"""

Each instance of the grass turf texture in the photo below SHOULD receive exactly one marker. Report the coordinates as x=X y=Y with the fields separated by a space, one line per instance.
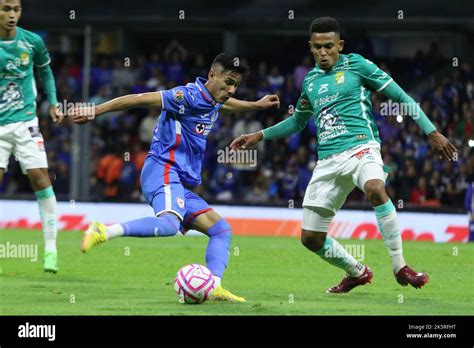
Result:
x=277 y=276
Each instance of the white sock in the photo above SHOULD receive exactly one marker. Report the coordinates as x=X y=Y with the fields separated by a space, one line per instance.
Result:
x=388 y=226
x=333 y=253
x=47 y=208
x=114 y=231
x=217 y=282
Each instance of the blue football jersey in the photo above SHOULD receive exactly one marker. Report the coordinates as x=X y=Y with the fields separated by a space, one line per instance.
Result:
x=179 y=136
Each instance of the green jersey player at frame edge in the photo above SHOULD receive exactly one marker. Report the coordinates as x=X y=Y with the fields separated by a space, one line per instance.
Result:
x=20 y=52
x=337 y=92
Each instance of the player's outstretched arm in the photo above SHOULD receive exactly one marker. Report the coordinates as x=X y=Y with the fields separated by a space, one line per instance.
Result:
x=47 y=79
x=81 y=115
x=438 y=141
x=236 y=105
x=292 y=124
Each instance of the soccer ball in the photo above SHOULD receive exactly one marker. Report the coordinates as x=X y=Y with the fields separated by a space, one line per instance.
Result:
x=193 y=284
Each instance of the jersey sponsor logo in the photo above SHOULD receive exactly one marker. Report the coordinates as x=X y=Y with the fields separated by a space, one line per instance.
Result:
x=180 y=202
x=327 y=99
x=304 y=103
x=25 y=58
x=179 y=95
x=330 y=125
x=213 y=116
x=339 y=77
x=323 y=88
x=203 y=129
x=11 y=97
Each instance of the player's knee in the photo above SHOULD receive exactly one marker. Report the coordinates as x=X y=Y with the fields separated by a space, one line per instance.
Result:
x=375 y=191
x=221 y=229
x=313 y=241
x=39 y=180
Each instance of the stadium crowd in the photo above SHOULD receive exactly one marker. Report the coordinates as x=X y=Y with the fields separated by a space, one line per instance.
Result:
x=119 y=141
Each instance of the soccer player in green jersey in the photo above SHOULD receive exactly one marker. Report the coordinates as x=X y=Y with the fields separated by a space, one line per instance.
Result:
x=20 y=136
x=337 y=92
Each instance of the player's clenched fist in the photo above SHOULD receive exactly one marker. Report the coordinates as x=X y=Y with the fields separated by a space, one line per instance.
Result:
x=82 y=114
x=245 y=141
x=268 y=101
x=56 y=114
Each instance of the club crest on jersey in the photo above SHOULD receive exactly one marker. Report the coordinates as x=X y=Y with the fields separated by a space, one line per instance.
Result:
x=179 y=95
x=364 y=152
x=180 y=202
x=340 y=77
x=323 y=88
x=200 y=128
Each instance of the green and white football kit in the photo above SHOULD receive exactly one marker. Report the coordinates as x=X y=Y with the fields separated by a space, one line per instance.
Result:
x=348 y=148
x=19 y=128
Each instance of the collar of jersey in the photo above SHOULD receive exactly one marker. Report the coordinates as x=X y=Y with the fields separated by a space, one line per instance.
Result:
x=204 y=92
x=10 y=40
x=335 y=65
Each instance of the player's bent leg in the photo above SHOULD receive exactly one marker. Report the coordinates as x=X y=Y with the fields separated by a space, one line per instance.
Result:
x=217 y=252
x=39 y=179
x=314 y=237
x=387 y=221
x=165 y=225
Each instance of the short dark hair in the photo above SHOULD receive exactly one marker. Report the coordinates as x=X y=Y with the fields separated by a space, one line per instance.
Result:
x=324 y=25
x=232 y=63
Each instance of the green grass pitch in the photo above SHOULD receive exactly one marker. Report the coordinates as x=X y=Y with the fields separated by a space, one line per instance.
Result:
x=277 y=276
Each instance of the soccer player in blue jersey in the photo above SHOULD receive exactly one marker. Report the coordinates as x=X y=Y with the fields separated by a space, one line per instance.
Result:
x=173 y=165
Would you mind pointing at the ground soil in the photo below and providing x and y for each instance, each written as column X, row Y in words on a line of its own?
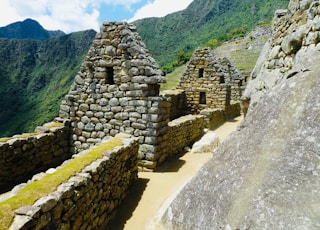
column 153, row 191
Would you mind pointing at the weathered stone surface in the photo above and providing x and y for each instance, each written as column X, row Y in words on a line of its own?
column 210, row 82
column 208, row 143
column 266, row 174
column 45, row 149
column 292, row 48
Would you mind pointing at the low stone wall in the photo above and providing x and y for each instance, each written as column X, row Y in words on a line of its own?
column 213, row 117
column 89, row 198
column 184, row 131
column 22, row 156
column 178, row 102
column 233, row 110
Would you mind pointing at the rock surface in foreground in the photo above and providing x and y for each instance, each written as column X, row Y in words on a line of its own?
column 266, row 174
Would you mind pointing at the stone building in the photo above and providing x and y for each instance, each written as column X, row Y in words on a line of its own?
column 209, row 82
column 117, row 90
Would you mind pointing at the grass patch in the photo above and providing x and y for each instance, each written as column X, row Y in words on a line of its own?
column 34, row 191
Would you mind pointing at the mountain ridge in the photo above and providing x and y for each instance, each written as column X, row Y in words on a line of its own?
column 28, row 29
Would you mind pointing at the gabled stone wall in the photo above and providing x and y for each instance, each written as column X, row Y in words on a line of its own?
column 89, row 198
column 117, row 90
column 210, row 82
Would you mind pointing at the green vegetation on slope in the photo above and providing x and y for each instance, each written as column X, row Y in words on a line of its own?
column 202, row 21
column 35, row 76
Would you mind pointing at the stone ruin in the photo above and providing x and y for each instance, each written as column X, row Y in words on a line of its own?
column 117, row 90
column 265, row 175
column 210, row 82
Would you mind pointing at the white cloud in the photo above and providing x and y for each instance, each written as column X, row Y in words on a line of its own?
column 160, row 8
column 76, row 15
column 66, row 15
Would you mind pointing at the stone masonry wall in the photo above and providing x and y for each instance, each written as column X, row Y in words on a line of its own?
column 184, row 131
column 178, row 102
column 213, row 117
column 89, row 198
column 117, row 90
column 21, row 156
column 210, row 82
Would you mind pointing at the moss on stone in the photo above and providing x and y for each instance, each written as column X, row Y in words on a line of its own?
column 37, row 189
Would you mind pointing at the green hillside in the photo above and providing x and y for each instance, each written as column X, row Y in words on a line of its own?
column 202, row 21
column 35, row 76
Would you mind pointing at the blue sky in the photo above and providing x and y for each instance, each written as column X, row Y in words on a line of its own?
column 76, row 15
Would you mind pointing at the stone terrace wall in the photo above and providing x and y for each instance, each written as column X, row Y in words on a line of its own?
column 22, row 156
column 213, row 117
column 184, row 131
column 88, row 199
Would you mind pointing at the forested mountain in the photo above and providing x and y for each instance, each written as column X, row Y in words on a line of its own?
column 28, row 29
column 35, row 75
column 36, row 70
column 202, row 21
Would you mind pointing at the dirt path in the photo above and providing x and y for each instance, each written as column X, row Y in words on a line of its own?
column 154, row 190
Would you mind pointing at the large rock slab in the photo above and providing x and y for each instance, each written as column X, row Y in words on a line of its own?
column 266, row 175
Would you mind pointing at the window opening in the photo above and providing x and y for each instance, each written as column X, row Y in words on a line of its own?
column 222, row 80
column 203, row 98
column 201, row 72
column 110, row 76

"""

- TASK -
The expected answer is one number: the count of lines in the listing that include the string "soccer".

- EXPECTED ANSWER -
3